What the task requires:
Records follow. Copy every line with "field".

(Stored items)
▼

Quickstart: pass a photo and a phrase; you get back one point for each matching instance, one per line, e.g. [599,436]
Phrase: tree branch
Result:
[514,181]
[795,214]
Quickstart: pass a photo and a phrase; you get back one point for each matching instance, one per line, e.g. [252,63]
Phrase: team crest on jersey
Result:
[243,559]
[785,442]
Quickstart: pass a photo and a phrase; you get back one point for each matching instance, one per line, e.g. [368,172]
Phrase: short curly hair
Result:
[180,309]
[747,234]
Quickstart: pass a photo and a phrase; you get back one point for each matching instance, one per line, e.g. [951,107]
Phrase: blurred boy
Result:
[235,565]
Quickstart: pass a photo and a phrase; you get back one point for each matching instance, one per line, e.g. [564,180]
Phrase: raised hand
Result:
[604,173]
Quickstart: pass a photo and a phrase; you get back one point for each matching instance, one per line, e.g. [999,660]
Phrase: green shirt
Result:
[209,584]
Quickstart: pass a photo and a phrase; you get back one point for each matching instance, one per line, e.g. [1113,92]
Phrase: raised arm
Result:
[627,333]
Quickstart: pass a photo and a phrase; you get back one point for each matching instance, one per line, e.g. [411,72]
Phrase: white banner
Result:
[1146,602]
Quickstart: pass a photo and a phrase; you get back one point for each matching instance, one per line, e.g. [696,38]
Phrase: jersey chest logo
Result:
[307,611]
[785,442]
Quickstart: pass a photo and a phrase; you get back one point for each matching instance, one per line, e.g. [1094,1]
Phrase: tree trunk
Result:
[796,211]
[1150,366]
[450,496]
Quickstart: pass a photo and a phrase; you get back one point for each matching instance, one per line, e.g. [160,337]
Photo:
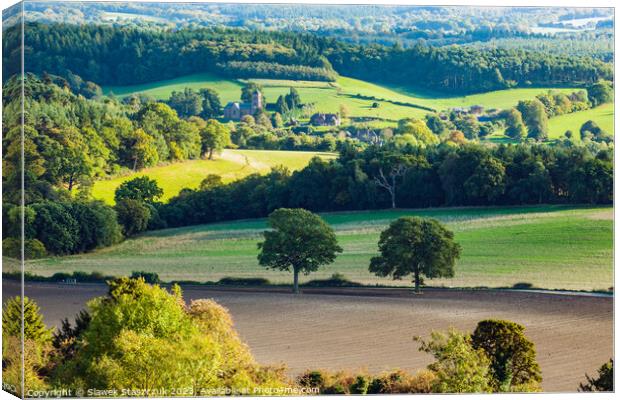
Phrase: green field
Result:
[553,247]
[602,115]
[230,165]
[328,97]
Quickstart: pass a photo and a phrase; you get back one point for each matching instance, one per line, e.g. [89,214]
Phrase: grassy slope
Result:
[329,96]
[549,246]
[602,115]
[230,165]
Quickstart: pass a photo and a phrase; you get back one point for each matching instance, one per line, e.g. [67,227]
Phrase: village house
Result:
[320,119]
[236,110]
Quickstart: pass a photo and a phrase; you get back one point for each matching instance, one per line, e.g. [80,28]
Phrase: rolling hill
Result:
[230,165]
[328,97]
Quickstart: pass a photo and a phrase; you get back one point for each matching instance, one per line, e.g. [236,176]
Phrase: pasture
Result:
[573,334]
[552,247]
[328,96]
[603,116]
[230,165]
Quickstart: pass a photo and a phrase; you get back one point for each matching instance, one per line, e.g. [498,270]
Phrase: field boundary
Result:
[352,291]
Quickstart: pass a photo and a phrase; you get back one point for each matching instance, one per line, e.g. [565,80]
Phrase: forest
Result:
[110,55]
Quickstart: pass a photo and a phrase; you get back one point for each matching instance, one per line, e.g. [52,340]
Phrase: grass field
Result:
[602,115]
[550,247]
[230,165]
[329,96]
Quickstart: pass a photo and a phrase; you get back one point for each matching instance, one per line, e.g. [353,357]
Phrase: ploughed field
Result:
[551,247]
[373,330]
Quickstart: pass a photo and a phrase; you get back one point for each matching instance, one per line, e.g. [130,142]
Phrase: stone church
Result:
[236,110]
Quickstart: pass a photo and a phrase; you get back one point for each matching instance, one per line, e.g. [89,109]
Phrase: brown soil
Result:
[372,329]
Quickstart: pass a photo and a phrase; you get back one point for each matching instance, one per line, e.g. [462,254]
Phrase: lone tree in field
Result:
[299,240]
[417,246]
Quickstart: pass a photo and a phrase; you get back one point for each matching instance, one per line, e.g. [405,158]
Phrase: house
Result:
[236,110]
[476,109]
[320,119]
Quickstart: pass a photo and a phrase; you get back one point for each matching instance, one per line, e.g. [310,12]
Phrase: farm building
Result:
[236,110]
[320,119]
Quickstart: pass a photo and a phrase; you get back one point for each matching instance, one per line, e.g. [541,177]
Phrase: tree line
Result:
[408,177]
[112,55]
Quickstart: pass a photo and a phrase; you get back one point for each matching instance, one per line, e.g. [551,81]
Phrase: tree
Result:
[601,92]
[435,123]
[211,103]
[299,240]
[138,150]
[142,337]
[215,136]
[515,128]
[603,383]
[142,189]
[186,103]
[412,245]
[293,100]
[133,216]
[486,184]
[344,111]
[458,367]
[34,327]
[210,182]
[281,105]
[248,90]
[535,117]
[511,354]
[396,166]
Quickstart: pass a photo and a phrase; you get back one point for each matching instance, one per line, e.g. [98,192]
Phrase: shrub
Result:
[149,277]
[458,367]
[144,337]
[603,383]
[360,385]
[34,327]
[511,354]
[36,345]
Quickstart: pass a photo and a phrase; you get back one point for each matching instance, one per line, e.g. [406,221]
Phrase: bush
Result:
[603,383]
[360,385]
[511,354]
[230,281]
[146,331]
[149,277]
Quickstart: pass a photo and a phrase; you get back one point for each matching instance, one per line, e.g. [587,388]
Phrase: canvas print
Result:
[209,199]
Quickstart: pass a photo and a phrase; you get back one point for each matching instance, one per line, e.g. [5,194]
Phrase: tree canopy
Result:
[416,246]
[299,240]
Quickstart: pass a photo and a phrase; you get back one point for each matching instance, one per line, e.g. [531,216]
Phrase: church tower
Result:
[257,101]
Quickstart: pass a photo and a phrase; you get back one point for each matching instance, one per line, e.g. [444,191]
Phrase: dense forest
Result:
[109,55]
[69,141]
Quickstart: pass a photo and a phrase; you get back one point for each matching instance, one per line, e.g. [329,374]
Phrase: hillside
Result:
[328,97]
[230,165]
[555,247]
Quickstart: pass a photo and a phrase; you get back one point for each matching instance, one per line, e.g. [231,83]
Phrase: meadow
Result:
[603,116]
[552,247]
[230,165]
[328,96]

▲

Response to this task:
Phrase: green field
Phrase: field boundary
Phrase: grass field
Phrase: ploughed field
Phrase: lone tree in field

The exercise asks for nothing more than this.